● **Dataset extract**
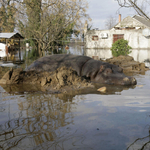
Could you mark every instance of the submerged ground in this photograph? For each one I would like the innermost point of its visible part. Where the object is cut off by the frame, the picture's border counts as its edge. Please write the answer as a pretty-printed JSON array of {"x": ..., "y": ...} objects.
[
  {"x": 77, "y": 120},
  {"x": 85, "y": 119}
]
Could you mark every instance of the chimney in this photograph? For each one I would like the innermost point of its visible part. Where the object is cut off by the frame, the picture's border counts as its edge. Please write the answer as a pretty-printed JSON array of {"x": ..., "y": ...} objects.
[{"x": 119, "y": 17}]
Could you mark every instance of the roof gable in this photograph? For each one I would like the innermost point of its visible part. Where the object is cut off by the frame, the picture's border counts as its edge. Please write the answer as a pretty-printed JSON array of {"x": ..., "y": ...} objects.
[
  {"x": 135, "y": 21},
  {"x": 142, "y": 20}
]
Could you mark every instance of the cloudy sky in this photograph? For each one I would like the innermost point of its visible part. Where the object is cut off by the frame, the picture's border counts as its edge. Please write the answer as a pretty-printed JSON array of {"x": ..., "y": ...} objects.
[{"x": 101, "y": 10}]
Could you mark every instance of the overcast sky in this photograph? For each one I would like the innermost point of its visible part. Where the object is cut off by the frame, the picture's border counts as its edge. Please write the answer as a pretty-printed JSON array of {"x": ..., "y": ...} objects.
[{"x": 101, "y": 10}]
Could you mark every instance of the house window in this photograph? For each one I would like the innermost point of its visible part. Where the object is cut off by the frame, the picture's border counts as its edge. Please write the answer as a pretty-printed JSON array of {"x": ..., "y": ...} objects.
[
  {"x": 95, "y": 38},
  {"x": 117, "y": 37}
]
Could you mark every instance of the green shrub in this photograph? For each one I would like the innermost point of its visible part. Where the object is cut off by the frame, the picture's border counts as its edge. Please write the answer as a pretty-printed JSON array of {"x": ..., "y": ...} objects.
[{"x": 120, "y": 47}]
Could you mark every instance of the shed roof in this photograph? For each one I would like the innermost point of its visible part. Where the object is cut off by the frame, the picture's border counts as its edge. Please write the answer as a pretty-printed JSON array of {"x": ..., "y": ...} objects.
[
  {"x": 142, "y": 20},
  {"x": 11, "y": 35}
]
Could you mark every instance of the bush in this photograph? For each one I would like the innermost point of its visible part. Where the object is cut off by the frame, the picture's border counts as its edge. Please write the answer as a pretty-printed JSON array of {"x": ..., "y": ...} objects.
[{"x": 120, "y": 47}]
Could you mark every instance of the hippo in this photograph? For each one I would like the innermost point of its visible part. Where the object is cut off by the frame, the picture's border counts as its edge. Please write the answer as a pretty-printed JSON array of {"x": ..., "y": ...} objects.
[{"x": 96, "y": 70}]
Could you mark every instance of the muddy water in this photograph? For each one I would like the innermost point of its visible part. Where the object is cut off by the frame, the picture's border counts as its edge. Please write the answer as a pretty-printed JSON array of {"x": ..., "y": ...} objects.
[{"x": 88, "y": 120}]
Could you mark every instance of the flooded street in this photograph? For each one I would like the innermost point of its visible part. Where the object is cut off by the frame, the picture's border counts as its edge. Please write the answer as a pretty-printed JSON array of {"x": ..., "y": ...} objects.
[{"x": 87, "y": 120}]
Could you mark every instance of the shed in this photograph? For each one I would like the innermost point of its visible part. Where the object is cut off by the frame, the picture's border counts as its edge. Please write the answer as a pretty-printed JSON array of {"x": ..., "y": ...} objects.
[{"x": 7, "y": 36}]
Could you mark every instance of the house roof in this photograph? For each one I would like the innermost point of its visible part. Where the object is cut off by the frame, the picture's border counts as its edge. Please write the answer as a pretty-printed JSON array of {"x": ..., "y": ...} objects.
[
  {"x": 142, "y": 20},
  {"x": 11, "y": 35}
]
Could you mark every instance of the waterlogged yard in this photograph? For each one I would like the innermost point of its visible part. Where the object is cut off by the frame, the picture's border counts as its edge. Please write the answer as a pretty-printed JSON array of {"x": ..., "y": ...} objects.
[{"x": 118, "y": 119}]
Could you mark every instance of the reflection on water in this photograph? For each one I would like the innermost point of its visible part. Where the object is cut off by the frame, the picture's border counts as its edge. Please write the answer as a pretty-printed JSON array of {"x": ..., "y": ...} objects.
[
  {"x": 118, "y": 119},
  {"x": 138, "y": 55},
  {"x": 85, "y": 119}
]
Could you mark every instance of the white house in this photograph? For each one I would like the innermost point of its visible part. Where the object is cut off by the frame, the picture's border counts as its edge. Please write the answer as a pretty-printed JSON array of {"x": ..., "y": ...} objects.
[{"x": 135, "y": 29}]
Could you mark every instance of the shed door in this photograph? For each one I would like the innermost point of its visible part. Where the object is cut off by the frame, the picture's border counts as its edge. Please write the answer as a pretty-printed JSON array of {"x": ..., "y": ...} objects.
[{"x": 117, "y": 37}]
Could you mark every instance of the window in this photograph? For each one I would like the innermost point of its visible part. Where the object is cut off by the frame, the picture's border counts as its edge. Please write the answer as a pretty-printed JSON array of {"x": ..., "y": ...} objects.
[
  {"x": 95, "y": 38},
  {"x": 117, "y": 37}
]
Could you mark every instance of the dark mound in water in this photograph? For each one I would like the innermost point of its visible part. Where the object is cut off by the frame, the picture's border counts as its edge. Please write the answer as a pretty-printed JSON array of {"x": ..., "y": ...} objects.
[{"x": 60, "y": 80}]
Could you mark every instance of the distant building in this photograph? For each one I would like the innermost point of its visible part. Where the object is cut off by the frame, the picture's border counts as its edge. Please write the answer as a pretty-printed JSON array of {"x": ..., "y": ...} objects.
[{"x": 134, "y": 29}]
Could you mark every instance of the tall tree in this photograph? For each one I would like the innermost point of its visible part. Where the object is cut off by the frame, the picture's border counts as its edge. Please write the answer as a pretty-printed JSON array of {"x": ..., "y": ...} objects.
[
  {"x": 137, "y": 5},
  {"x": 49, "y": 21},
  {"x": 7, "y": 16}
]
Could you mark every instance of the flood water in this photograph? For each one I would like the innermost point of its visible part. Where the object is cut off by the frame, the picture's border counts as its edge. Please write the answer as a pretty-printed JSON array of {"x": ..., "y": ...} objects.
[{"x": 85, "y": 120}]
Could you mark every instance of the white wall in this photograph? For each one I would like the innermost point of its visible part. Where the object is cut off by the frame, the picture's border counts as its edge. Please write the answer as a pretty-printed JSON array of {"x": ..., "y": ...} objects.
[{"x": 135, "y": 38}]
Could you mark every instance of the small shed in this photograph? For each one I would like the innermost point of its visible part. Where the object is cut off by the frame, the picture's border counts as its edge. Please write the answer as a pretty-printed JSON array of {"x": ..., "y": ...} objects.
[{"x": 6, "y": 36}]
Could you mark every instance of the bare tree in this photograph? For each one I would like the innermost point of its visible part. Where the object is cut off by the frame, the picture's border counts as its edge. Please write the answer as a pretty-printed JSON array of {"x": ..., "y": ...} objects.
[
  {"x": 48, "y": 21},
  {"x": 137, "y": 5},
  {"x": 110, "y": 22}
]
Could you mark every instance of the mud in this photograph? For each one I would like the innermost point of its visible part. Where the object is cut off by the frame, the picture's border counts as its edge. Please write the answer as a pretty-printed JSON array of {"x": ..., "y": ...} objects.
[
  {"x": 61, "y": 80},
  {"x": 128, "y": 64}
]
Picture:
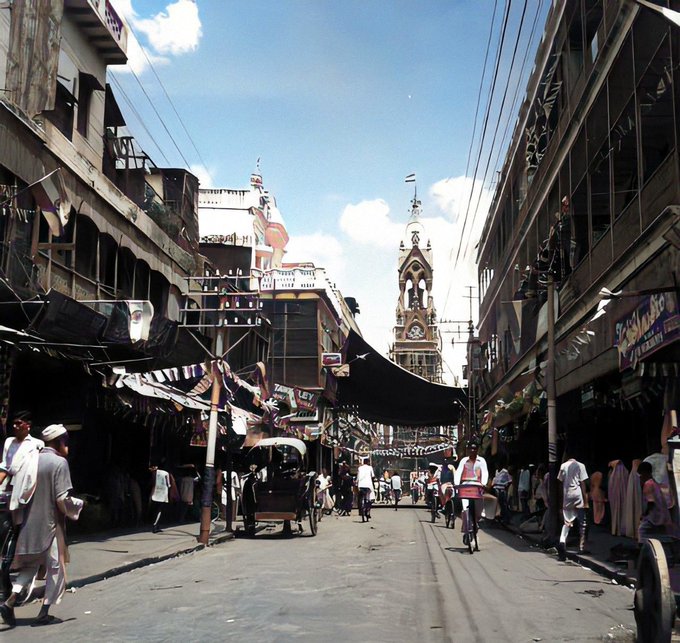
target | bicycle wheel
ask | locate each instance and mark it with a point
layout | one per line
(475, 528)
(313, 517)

● **Exercise prompt**
Give the data again exactly. Keep the images out.

● **Solved exercise**
Could you mark every instance of the submerged ground in this photograph? For each one I would like the innermost point of its visible part. Where the object is cut off by the frame, the picture's border counts as its edge. Please write the answer as a pretty-printed JSON array of {"x": ..., "y": ...} objects.
[
  {"x": 77, "y": 120},
  {"x": 85, "y": 119}
]
Could you mark every instance of the chimney in this photograph? For each one I would like the innermost point of its visible part. Where the object is cut off by the frame, the picture's border counts as its edge. Please write the answer as a pretty-printed JSON array of {"x": ..., "y": ...} objects.
[{"x": 119, "y": 17}]
Could you mark every instance of the roof gable in this photograph? For each one I would like the innermost point of its visible part. Where the object is cut off by the frame, the picture's border counts as its edge. Please write the answer as a pretty-printed JSON array of {"x": ..., "y": ...} objects.
[
  {"x": 135, "y": 21},
  {"x": 142, "y": 20}
]
Could you mark every instance of the cloudy sky in this photograph? For each one I would like the innermost point of its visible part. Where the object is cut off by the frame, the picture's border counts as its edge. Please write the answer as a pretty-printed JSON array of {"x": ..., "y": ...} objects.
[{"x": 101, "y": 10}]
Could you mark every instance of the overcast sky in this photograph? For each one I would like the innermost point of its visible part. Where the object is cut off by the frame, the picture's border counts as its edge. Please write the answer as a pretty-printed JSON array of {"x": ..., "y": ...} objects.
[{"x": 101, "y": 10}]
Could you mark every instance of the house window in this photograph? For each one I would like the innermost point of its visible part. Where the object is cut off by the frame, the picture's border counts as its edge. Please write the answer as a pretty-printed JSON array of {"x": ..., "y": ...} objects.
[
  {"x": 95, "y": 38},
  {"x": 117, "y": 37}
]
Could you mark every instance of the green shrub in this photograph? For each one I would like the innermost point of its visible part. Where the object is cut off by the frame, the picture's border counts as its edge. Please write the answer as a pretty-printed JSON array of {"x": ..., "y": ...} objects.
[{"x": 120, "y": 47}]
Could you mark every instance of the shed roof in this photograph? For each one I would like the innermost point of its visible part. Where the object is cut off by the frame, the picture's border counts as its edge. Please write the answer as a pretty-printed JSON array of {"x": ..., "y": ...} objects.
[
  {"x": 142, "y": 20},
  {"x": 11, "y": 35}
]
Could you mark every instance of the bush in this photograph? For each one I would like the innermost point of its visible part. Where the object is cut off by the frame, the picture's border counts as its edge. Please write the answer as a pretty-printed JSON array of {"x": ..., "y": ...} objects.
[{"x": 120, "y": 47}]
Could you mark every instance of the hippo in this photograph? For each one I would like the innermost point of its visible part. Where the object is cut off by the frame, the picture's border counts as its edge. Please write the answer as a pretty-printed JSON array of {"x": ..., "y": ...} objects.
[{"x": 96, "y": 70}]
Could you mark every instance of the muddy water in this photograph? For each one I would like the innermost point of its visible part. Where the object is cut off by the frame, the picture's border counts as its edge. Please write the answer as a pretty-printed JSON array of {"x": ..., "y": ...} objects.
[{"x": 88, "y": 120}]
Could you mark every instance of the flooded street in this photograph? For each one I would like the innermost point of its visible part. Where the object is cut off by the frame, the picture's border counts as its edge. Please write the answer as a pretty-printed JSON array of {"x": ..., "y": ...} objects.
[{"x": 87, "y": 120}]
Could you mark every instance of the shed in this photograph? For each one I would like the innermost point of its visible part. Where the object is cut off by the frame, the picture's border counts as its edge. Please write the answer as a pretty-printed JSON array of {"x": ..., "y": ...} objects.
[{"x": 7, "y": 36}]
Could you mark every instance of the house roof in this photograph? For each one I would like the innermost point of its visible part. Where the object is cut off by the frame, the picture's border counts as its edge. Please write the answer as a pretty-printed JSON array of {"x": ..., "y": ...} objects.
[
  {"x": 142, "y": 20},
  {"x": 11, "y": 35}
]
Could you mark every instance of the waterlogged yard in this photograph? For each one I would like the innermost point of its visible part. Where the object is cut off by the frame, the picture's border counts as its edge. Please write the answer as a pretty-printed JSON array of {"x": ..., "y": ...} objects.
[{"x": 118, "y": 119}]
Could you mark every instance of the reflection on water in this photograph? For each one I would like the innermost point of its visible part. Where the object is cut off by the frame, the picture's border counts as its edge. Please write the answer as a pretty-printed JSON array of {"x": ..., "y": ...} objects.
[
  {"x": 118, "y": 119},
  {"x": 138, "y": 55},
  {"x": 85, "y": 119}
]
Could you mark every instance of the white house in this photograph? For each one I would like the innermost point of its visible part. Where the object is cut off by the frame, the picture's border counts as its edge. Please write the answer as a pretty-printed JSON array of {"x": ..., "y": ...} objects.
[{"x": 135, "y": 29}]
Could you mark every instance of the shed door in this photograph? For each one I would like the innermost point of its visible part. Where the object is cut off by the frame, the picture's border counts as its edge. Please write the answer as a pretty-printed JSON array of {"x": ..., "y": ...} objects.
[{"x": 117, "y": 37}]
Could you mark every instance of the window in this photograph? For each one I would like the innermost point of its visible part. Where the object is cut off by the frame, the picture's border counts as its edge. Please write the answer as a pretty-printed JSON array of {"x": ..., "y": ...} objects.
[
  {"x": 95, "y": 38},
  {"x": 117, "y": 37}
]
Could you mark every instance of the dark mound in water in this photograph? For each one I would like the innermost point of its visible part. Where the object is cut off by the frame, the picture's border counts as its edge. Please write the answer as a pretty-printed JSON array of {"x": ..., "y": ...} objects.
[{"x": 60, "y": 80}]
Could you mark every instance of the distant building in this photograph? For each one I would like the innermost point of its visible part. Where the object is cut off by the frame, the picture's border counts as its edge. Please write the answer as a pretty-printed JSON array of {"x": ..., "y": ...} objects.
[{"x": 134, "y": 29}]
Could you mark every instance of the tall tree in this photograph? For each one I would like the innermost point of its visible part. Where the object is cut off by the frame, the picture's border counts as its edge. Please write the answer as a pretty-printed JSON array of {"x": ..., "y": ...} objects.
[
  {"x": 137, "y": 5},
  {"x": 49, "y": 21},
  {"x": 7, "y": 16}
]
Could you mark every instance of the flood water in this photograph? For each one I would like the innermost point of its visible part. Where the object is cut off by the frame, the picture's border counts as its edge. Please write the answer as a pretty-printed JSON array of {"x": ..., "y": ...} objects.
[{"x": 85, "y": 120}]
Could you mark every instance of the white wall in this photograph? For each one I would like the innermost point of its visible part. Where the object is cut off by the frame, the picture's border counts as its edge. Please write the answer as a pretty-printed JSON array of {"x": ..., "y": ...} objects.
[{"x": 135, "y": 38}]
Could you mark every instance of the small shed in this photograph? For each one I would like the innermost point of its visible part. Where the object is cut off by the frame, the picture's border counts as its edge. Please write the answer as a pretty-printed JSON array of {"x": ..., "y": ...} objects.
[{"x": 6, "y": 36}]
Could you mark every instance of the bare tree in this photograph? For each one I would like the innermost point of its visible part. Where the object is cut off by the frame, the picture's border counts as its edge. Please write the answer as a pretty-printed JSON array of {"x": ..., "y": ...} objects.
[
  {"x": 48, "y": 21},
  {"x": 137, "y": 5},
  {"x": 110, "y": 22}
]
Could you mark every instance of the mud in this photograph? For each one I would like the innermost point of its visible part. Where the object is cut off by the frame, the picture's border counts as its edge. Please write the answer as a pretty-printed JSON array of {"x": ..., "y": ...} objects.
[
  {"x": 61, "y": 80},
  {"x": 128, "y": 64}
]
Picture:
target | bicycle wheel
ask | locate each instance and mark it with a point
layout | one per line
(475, 528)
(313, 517)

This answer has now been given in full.